(PASSAGE FOR REVIEW)
Patient Profile and Direct Economic Burden of Amyotrophic Lateral Sclerosis (ALS) in a Medicare Population


Real World Data - Disease registries, natural history, post marketing surveillance

Poster Number: 162


Jennifer Millard, MBA , Terry Heiman-Patterson, MD, Sajjad Raza, Emily Boller, Elise Bauer, Stephen Apple, MD


1. Precision Xtract, New York, NY, USA, 2. Temple University Lewis Katz School of Medicine, Philadelphia, PA, USA, 3. Precision Xtract, Boston, MA, USA, 4. Precision Xtract, New York, NY, USA, 5. Precision Xtract, Boston, MA, USA, 6. Mitsubishi Tanabe Pharma America, Inc., Jersey City, NJ, USA

BACKGROUND: Little information is available describing the profile and long-term economic burden among ALS patients in recent years.

OBJECTIVES: To describe ALS patient profiles and quantify post-diagnosis healthcare resource utilization (HRU) and cost. Using the Centers for Medicare and Medicaid Services' Limited Data Set, we conducted a retrospective study on age-eligible enrollees with at least 1 incident ALS diagnosis between 2010 and 2018 and at least 6 months of pre-diagnosis and 1 year of post-diagnosis data. Baseline characteristics, HRU, and costs were assessed descriptively. Costs are adjusted to 2019 USD.

RESULTS: Among 956 patients, median age was 74 (mean: 75.1); 51.5% were male. Muscle weakness (38.5%), gait abnormality (29.1%), limb pain (25.5%), and speech and language deficits (25.5%) were most common ALS-related symptoms observed pre-diagnosis. At 1, 2, 3, 4, and 5 years after diagnosis, mean annualized costs were $34,475, $28,281, $20,896, $18,926, and $19,024, respectively. The costs for physician office visits at 1, 2, 3, 4, and 5 years were $10,266, $9,027, $8,030, $6,043, and $7,269, respectively. At 1, 2, 3, 4 and 5 years, percent of patients with 1+ hospital admissions was 37%, 29%, 25%, 23% and 26%, respectively; percent of patients with 1+ outpatient office visits was 97%, 94%, 93%, 91% and 96%, respectively; percent of patients with 1+ durable medical equipment use was 65%, 56%, 46%, 44% and 50%, respectively; and percent of patients with 1+ home healthcare visits was 38%, 25%, 21%, 20% and 21%, respectively.

CONCLUSIONS: Direct healthcare costs among incident Medicare ALS patients are highest the year of diagnosis. Outpatient visits are a substantial portion of ALS patients’ HRU and costs. This analysis seems to show a high direct burden among incident Medicare patients, but further research should extend to prevalent ALS patients and include indirect and out-of-pocket costs, to quantify economic burden.
(End PASSAGE FOR REVIEW)
THE PROBLEM: According to the ALS abstract, which ALS-related symptoms were most common before diagnosis? Give each with its percentage. The listing that comes next has no connection to the ALS abstract.
(DATA TO EXAMINE)
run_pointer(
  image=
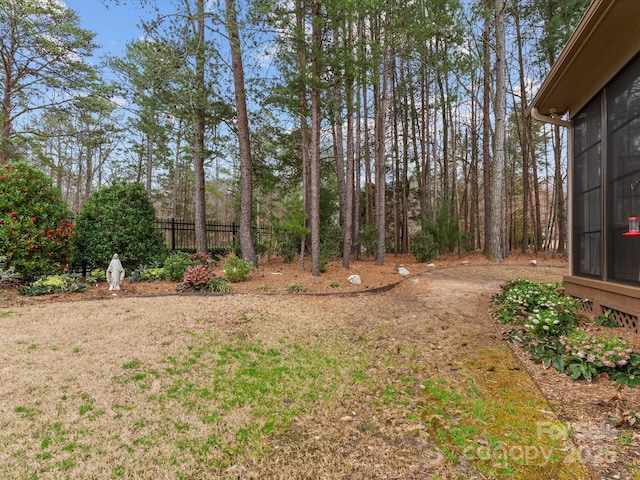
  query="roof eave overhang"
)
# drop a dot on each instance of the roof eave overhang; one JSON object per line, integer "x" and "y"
{"x": 607, "y": 37}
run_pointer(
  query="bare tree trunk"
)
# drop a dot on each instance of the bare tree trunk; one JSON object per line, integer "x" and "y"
{"x": 198, "y": 141}
{"x": 316, "y": 19}
{"x": 246, "y": 169}
{"x": 349, "y": 181}
{"x": 561, "y": 212}
{"x": 495, "y": 226}
{"x": 380, "y": 108}
{"x": 305, "y": 143}
{"x": 486, "y": 123}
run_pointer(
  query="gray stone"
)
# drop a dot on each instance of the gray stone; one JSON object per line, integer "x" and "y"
{"x": 403, "y": 271}
{"x": 115, "y": 273}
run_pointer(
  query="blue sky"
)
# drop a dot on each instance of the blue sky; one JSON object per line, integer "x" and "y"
{"x": 114, "y": 25}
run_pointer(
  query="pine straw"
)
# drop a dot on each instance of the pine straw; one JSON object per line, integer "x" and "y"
{"x": 70, "y": 405}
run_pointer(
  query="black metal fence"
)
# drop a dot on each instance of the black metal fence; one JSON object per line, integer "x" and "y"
{"x": 181, "y": 234}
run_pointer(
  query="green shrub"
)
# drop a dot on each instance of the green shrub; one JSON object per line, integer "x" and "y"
{"x": 145, "y": 273}
{"x": 237, "y": 269}
{"x": 175, "y": 266}
{"x": 199, "y": 276}
{"x": 34, "y": 228}
{"x": 118, "y": 219}
{"x": 423, "y": 246}
{"x": 8, "y": 275}
{"x": 218, "y": 284}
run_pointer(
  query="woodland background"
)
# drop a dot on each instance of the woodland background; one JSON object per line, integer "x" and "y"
{"x": 337, "y": 120}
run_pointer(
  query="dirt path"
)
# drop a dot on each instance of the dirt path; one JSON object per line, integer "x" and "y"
{"x": 434, "y": 325}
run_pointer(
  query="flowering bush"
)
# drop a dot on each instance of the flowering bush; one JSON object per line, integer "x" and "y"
{"x": 551, "y": 334}
{"x": 519, "y": 297}
{"x": 34, "y": 231}
{"x": 544, "y": 323}
{"x": 602, "y": 352}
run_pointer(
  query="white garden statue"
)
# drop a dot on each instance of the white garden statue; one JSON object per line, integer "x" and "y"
{"x": 115, "y": 273}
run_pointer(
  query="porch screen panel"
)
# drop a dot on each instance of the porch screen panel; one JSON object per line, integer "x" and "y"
{"x": 623, "y": 158}
{"x": 587, "y": 191}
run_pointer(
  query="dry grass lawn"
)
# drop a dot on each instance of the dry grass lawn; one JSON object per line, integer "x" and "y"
{"x": 411, "y": 383}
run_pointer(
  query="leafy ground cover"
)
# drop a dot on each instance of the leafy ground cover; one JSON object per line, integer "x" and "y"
{"x": 415, "y": 382}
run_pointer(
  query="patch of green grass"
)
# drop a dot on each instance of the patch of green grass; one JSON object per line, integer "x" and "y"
{"x": 132, "y": 365}
{"x": 497, "y": 424}
{"x": 28, "y": 413}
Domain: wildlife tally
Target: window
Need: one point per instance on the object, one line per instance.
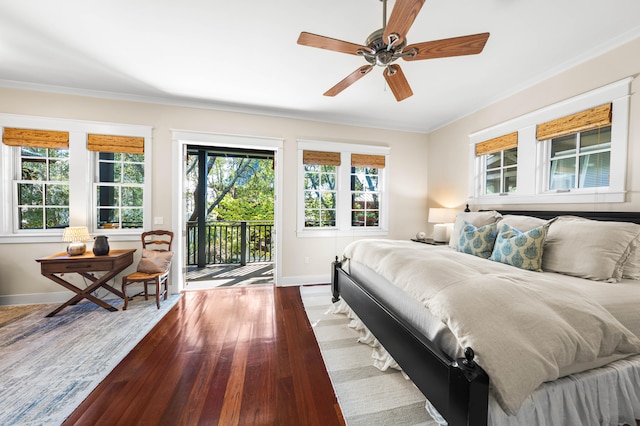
(358, 205)
(119, 187)
(58, 173)
(320, 196)
(581, 160)
(498, 163)
(119, 190)
(571, 152)
(501, 171)
(365, 189)
(42, 189)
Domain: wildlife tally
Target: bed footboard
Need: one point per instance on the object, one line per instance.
(459, 389)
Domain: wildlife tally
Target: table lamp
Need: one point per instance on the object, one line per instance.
(76, 236)
(442, 219)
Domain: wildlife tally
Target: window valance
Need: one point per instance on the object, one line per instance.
(367, 160)
(323, 158)
(108, 143)
(35, 138)
(590, 119)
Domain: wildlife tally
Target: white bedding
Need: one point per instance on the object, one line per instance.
(462, 276)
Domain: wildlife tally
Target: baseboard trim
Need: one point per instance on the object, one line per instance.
(35, 298)
(302, 280)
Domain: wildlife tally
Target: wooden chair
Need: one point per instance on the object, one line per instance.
(154, 265)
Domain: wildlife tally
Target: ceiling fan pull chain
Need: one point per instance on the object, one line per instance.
(390, 70)
(392, 39)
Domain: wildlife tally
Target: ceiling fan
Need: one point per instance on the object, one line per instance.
(389, 43)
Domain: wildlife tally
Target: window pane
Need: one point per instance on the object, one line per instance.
(108, 196)
(133, 173)
(595, 140)
(327, 181)
(30, 194)
(108, 218)
(132, 218)
(311, 200)
(34, 169)
(510, 180)
(563, 174)
(109, 172)
(594, 170)
(131, 196)
(493, 160)
(565, 145)
(328, 218)
(30, 218)
(29, 151)
(511, 157)
(312, 218)
(59, 153)
(59, 170)
(57, 217)
(493, 182)
(56, 195)
(329, 200)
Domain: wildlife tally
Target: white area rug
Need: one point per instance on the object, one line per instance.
(50, 365)
(367, 396)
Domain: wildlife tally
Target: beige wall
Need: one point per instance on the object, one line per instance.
(19, 273)
(449, 146)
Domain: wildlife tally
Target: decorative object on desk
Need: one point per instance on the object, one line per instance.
(101, 245)
(443, 222)
(76, 236)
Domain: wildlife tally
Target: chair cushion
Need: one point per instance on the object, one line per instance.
(153, 262)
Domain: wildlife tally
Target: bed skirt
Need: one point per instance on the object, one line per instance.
(607, 395)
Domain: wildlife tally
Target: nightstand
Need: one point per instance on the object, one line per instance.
(430, 241)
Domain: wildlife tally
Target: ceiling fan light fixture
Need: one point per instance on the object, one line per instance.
(384, 46)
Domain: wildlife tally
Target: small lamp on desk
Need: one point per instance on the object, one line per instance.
(442, 220)
(76, 236)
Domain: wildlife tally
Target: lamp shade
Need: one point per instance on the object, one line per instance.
(76, 234)
(441, 215)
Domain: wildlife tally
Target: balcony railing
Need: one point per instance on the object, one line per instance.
(231, 242)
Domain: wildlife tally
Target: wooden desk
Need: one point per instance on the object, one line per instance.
(85, 264)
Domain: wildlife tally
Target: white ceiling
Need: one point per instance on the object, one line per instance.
(242, 55)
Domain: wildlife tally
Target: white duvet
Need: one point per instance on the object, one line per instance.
(524, 329)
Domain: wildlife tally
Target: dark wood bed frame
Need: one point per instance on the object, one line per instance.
(458, 388)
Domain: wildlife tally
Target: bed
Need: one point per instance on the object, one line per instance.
(433, 351)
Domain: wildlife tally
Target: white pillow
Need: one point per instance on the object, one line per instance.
(522, 223)
(596, 250)
(631, 269)
(477, 219)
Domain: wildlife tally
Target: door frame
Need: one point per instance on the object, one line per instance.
(180, 139)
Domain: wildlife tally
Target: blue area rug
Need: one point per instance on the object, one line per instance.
(50, 365)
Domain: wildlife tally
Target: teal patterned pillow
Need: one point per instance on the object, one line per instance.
(520, 249)
(477, 241)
(End DATA TO EXAMINE)
RESULT BELOW: Muscle weakness (38.5%), gait abnormality (29.1%), limb pain (25.5%), and speech and language deficits (25.5%).